== Excerpted records ==
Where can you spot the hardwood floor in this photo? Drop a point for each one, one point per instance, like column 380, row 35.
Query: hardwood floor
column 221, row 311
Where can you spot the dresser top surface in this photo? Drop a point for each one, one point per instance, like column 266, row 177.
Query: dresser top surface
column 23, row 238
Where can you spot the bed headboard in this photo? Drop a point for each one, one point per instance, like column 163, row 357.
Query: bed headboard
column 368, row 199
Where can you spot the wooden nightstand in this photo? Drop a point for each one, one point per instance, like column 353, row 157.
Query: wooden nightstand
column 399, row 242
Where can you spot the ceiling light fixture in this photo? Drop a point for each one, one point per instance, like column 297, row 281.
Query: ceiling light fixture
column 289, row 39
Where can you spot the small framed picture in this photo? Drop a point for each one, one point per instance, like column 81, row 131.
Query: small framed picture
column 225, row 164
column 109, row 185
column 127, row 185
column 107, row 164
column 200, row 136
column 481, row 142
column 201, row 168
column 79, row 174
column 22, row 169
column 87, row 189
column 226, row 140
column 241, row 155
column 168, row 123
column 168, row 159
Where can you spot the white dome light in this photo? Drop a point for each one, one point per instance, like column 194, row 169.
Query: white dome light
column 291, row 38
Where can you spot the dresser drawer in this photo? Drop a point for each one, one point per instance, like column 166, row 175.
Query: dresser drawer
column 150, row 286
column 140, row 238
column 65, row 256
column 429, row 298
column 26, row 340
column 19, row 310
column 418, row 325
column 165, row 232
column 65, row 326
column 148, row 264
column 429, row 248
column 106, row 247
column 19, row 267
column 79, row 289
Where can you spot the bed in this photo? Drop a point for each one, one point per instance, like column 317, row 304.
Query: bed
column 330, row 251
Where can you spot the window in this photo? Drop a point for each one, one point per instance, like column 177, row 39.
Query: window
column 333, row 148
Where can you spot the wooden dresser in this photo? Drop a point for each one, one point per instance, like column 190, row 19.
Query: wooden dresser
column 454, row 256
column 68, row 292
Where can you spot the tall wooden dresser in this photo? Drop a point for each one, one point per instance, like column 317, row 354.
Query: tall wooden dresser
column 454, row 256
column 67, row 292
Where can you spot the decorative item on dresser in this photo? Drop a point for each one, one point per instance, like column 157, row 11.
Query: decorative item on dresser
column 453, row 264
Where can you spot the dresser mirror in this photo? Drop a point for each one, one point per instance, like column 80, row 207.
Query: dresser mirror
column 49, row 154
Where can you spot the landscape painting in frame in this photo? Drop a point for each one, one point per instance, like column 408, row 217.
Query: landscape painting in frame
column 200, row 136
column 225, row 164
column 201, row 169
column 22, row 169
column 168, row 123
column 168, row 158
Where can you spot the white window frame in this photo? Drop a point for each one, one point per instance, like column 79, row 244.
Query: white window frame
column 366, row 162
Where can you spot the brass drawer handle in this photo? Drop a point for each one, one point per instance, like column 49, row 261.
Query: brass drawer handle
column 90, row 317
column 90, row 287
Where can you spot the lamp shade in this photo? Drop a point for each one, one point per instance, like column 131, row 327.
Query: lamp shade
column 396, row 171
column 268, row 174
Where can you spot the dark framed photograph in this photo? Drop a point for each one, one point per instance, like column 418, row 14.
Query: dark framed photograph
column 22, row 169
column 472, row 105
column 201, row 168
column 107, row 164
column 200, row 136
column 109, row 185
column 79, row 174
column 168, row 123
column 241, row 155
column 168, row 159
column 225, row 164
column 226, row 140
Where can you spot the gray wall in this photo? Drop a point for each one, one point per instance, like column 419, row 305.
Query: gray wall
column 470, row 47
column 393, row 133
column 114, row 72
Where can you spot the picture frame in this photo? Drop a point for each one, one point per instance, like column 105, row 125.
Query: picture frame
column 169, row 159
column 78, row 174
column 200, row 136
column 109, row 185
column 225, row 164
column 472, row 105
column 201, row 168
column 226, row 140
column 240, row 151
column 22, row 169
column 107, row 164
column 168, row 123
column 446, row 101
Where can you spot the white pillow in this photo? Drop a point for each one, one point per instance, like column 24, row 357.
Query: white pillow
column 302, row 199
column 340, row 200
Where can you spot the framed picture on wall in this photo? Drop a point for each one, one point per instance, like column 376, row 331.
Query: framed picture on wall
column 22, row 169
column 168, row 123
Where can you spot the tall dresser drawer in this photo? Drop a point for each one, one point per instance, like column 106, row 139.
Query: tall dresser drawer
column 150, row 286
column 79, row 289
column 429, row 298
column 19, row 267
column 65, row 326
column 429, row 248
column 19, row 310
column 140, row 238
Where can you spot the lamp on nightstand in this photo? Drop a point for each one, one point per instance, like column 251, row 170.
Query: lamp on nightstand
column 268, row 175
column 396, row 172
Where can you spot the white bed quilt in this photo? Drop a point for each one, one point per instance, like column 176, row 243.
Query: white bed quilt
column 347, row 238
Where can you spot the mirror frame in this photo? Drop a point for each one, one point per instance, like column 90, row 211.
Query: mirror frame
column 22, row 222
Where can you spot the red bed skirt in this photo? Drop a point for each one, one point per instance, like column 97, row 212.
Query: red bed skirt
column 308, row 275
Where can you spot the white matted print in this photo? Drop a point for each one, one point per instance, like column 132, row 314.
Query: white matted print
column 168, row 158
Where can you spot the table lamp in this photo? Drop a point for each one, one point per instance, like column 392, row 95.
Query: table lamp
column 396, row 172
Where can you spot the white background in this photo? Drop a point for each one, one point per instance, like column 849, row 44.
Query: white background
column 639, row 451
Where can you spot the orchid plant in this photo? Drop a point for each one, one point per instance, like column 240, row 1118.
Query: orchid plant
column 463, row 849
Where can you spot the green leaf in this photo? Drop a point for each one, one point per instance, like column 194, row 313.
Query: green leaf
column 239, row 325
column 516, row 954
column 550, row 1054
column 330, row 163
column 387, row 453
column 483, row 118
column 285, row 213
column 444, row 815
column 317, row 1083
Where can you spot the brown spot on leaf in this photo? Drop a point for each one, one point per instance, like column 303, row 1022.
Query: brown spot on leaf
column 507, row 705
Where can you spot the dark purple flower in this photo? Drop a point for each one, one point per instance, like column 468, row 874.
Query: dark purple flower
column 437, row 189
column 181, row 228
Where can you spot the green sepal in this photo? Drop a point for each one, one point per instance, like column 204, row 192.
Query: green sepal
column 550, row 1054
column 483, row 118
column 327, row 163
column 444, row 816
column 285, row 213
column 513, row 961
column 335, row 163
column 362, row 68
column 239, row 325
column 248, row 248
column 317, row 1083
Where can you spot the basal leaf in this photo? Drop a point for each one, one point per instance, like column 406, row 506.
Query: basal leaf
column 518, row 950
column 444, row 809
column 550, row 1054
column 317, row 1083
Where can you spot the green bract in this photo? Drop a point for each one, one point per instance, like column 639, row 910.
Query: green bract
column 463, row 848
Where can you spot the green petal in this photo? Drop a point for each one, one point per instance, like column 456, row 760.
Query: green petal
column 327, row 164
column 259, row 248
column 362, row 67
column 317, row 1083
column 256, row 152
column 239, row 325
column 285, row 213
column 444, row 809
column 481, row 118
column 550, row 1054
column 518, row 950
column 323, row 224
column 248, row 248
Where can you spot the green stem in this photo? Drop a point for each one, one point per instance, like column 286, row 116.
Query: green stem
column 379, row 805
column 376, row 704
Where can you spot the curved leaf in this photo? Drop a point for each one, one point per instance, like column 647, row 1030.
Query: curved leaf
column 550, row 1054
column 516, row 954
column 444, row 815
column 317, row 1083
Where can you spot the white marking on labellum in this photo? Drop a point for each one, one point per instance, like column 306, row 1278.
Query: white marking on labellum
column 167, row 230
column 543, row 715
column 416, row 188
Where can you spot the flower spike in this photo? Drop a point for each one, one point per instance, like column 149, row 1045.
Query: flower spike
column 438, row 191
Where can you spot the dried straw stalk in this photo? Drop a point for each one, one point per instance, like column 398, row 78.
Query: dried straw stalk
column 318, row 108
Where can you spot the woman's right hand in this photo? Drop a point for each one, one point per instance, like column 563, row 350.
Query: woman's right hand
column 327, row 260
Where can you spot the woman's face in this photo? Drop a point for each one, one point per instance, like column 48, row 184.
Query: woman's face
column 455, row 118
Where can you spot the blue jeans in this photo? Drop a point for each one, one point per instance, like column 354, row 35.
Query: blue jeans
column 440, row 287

== Exercise goal ==
Reproduce word for word the data above, from the line with "Where can you spot the dark purple" to the line with "column 463, row 848", including both of those lines.

== Result of this task ==
Where can you spot the dark purple flower in this photo? Drop a point for each one, one point per instance, like column 468, row 874.
Query: dark purple flower
column 437, row 189
column 181, row 228
Where can you spot the green sepal in this photo? Drop a point for each one, one point per instance, like column 204, row 192.
Query: green sepal
column 550, row 1054
column 483, row 118
column 327, row 163
column 444, row 816
column 285, row 213
column 513, row 961
column 335, row 163
column 362, row 68
column 239, row 325
column 248, row 248
column 317, row 1083
Where can you spot the basal leaf in this photo? Drop a point for each one, one point per instance, like column 406, row 506.
Query: basal leaf
column 518, row 950
column 444, row 809
column 550, row 1054
column 317, row 1083
Where can you spot the green bract in this photo? Drop a point for each one, one point per instance, like column 639, row 910.
Query: green bract
column 463, row 848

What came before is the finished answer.